*WHAT THIS TASK INVOLVES:* Reproduce verbatim the lines of the material below, from the line containing "Q: Point to the white cloud" to the line containing "x=393, y=157", both included, and nothing else.

*PROVIDED RECORDS:*
-*-

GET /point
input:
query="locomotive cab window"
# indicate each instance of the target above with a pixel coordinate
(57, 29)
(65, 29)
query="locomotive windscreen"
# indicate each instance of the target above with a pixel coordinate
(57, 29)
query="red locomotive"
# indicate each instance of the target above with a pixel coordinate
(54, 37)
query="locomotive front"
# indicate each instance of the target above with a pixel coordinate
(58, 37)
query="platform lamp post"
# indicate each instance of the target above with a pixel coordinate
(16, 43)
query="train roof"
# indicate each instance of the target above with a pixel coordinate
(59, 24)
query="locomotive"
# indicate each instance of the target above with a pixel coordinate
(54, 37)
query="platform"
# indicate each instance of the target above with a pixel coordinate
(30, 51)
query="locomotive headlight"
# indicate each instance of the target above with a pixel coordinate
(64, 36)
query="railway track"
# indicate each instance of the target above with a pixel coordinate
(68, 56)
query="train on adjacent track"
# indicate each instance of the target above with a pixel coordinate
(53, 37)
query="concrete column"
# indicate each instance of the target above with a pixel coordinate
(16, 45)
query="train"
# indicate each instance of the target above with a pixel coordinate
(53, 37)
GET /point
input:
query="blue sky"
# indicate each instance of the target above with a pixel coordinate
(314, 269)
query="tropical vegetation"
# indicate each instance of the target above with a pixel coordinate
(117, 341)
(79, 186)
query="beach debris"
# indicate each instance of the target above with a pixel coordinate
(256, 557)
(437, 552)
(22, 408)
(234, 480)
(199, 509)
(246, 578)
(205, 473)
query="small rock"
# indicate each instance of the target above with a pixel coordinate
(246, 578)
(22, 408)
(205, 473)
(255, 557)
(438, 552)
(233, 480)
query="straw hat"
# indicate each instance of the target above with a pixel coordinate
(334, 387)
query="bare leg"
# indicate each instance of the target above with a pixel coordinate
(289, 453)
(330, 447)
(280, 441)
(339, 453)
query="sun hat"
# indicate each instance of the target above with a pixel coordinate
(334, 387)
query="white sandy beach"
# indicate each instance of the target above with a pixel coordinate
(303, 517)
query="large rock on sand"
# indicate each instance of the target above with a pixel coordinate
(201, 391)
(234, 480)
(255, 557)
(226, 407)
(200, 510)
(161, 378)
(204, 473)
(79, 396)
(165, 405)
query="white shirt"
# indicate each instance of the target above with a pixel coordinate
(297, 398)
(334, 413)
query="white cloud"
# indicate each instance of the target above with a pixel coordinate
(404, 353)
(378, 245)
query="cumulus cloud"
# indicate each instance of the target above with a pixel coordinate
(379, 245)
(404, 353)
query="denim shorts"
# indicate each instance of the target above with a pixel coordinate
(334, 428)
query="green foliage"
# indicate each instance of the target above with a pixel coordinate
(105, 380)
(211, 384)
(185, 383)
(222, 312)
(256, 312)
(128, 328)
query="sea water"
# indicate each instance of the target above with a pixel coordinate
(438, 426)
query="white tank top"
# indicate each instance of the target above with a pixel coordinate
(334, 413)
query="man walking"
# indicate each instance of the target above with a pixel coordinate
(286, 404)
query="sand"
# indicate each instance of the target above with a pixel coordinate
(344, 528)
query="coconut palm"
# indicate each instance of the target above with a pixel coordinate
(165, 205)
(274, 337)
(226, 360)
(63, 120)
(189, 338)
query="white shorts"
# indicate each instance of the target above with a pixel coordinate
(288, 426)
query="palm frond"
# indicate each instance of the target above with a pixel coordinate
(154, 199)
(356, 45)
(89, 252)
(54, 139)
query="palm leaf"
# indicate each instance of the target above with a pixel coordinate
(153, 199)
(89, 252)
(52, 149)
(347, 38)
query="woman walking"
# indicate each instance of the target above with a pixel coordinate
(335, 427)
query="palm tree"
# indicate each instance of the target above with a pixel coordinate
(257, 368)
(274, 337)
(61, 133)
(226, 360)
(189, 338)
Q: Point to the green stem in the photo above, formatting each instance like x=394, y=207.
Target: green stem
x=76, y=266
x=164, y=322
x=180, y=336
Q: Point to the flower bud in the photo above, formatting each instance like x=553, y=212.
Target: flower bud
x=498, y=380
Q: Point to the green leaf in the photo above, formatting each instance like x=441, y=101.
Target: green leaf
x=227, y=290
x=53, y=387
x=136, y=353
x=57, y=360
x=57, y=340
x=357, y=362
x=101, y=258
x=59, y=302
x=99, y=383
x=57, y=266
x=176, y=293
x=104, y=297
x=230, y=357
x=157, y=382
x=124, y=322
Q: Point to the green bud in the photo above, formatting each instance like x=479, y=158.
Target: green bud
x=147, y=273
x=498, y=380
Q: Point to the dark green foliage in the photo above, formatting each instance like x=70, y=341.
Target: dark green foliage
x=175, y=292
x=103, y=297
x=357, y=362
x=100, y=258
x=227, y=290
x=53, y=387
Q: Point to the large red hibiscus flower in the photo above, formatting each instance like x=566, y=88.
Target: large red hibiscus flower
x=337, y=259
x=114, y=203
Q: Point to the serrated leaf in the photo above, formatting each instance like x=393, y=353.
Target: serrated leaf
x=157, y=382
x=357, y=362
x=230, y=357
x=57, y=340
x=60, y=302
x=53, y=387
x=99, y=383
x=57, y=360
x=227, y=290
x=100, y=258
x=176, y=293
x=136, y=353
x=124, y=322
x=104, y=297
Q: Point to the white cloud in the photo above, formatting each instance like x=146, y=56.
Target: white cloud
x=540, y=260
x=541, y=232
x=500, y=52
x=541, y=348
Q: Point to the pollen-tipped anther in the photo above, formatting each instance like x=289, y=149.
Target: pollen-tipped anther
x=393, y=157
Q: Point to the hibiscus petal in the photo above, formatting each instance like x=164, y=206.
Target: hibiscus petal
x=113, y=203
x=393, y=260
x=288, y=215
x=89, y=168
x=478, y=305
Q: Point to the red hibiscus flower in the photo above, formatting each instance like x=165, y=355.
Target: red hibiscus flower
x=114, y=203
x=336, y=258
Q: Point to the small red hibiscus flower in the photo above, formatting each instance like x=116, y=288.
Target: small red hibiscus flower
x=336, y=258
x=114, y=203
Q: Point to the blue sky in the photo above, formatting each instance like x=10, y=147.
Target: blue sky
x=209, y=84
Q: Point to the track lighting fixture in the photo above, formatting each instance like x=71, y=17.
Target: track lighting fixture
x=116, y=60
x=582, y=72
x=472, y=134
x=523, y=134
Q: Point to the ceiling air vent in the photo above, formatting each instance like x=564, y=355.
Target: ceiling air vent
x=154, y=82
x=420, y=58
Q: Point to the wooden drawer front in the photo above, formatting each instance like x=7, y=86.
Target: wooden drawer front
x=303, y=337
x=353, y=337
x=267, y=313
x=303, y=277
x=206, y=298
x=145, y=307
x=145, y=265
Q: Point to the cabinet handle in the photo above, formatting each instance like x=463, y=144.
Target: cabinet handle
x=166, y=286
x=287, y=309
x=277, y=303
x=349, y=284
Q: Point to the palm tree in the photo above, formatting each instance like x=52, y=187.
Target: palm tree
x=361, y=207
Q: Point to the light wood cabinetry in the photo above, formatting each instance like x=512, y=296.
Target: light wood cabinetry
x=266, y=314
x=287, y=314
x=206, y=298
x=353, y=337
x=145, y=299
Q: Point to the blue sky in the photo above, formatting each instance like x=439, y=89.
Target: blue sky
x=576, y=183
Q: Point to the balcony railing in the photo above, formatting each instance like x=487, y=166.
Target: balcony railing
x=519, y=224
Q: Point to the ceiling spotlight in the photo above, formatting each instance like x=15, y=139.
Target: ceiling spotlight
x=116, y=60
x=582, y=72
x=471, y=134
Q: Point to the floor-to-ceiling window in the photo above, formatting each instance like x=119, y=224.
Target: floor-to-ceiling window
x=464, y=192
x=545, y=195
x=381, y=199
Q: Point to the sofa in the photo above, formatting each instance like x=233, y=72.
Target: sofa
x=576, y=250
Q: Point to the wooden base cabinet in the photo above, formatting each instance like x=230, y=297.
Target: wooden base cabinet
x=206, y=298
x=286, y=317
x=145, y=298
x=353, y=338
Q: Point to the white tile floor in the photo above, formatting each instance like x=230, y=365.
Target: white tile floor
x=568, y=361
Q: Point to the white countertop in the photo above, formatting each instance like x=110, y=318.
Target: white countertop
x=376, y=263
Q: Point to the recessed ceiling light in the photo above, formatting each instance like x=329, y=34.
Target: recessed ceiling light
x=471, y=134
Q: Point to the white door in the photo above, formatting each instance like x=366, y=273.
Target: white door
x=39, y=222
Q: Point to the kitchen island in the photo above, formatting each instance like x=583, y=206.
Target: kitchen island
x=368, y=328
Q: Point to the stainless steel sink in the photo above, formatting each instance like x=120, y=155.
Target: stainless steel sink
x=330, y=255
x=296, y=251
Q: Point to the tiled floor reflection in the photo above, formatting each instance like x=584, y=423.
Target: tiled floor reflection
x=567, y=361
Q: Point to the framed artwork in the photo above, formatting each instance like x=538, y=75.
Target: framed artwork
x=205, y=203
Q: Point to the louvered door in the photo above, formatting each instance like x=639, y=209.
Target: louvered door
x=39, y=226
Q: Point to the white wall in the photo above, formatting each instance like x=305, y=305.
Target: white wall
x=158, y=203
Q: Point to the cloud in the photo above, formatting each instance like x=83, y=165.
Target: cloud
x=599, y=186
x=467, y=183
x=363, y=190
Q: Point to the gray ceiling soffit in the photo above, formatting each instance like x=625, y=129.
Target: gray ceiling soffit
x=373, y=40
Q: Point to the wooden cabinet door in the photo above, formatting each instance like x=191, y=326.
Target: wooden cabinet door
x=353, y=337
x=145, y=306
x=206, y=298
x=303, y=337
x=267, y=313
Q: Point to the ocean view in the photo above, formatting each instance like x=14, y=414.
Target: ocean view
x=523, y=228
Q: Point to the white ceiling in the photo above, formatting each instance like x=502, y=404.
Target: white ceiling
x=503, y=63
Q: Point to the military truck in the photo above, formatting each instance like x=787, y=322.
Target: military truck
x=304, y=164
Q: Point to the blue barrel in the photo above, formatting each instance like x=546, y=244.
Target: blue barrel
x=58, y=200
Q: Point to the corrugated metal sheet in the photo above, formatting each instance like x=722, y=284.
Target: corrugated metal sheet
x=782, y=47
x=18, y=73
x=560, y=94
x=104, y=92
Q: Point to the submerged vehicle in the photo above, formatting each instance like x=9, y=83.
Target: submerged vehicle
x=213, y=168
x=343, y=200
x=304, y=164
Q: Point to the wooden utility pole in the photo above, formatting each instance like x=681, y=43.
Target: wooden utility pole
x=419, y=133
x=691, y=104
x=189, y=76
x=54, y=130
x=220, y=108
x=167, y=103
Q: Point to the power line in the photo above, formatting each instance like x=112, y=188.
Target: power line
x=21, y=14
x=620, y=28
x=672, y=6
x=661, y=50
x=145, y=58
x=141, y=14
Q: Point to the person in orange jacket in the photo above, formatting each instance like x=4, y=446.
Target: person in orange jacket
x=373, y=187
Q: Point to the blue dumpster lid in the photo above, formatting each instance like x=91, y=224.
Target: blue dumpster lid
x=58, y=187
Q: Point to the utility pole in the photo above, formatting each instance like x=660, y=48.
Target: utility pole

-*-

*EXPECTED OUTPUT:*
Q: Point to the white cloud in the photo above, formatting each instance like x=146, y=56.
Target: white cloud
x=540, y=260
x=541, y=232
x=500, y=52
x=541, y=348
Q: Point to the pollen-tipped anther in the photo above, formatting each instance like x=289, y=149.
Target: pollen-tipped anther
x=393, y=157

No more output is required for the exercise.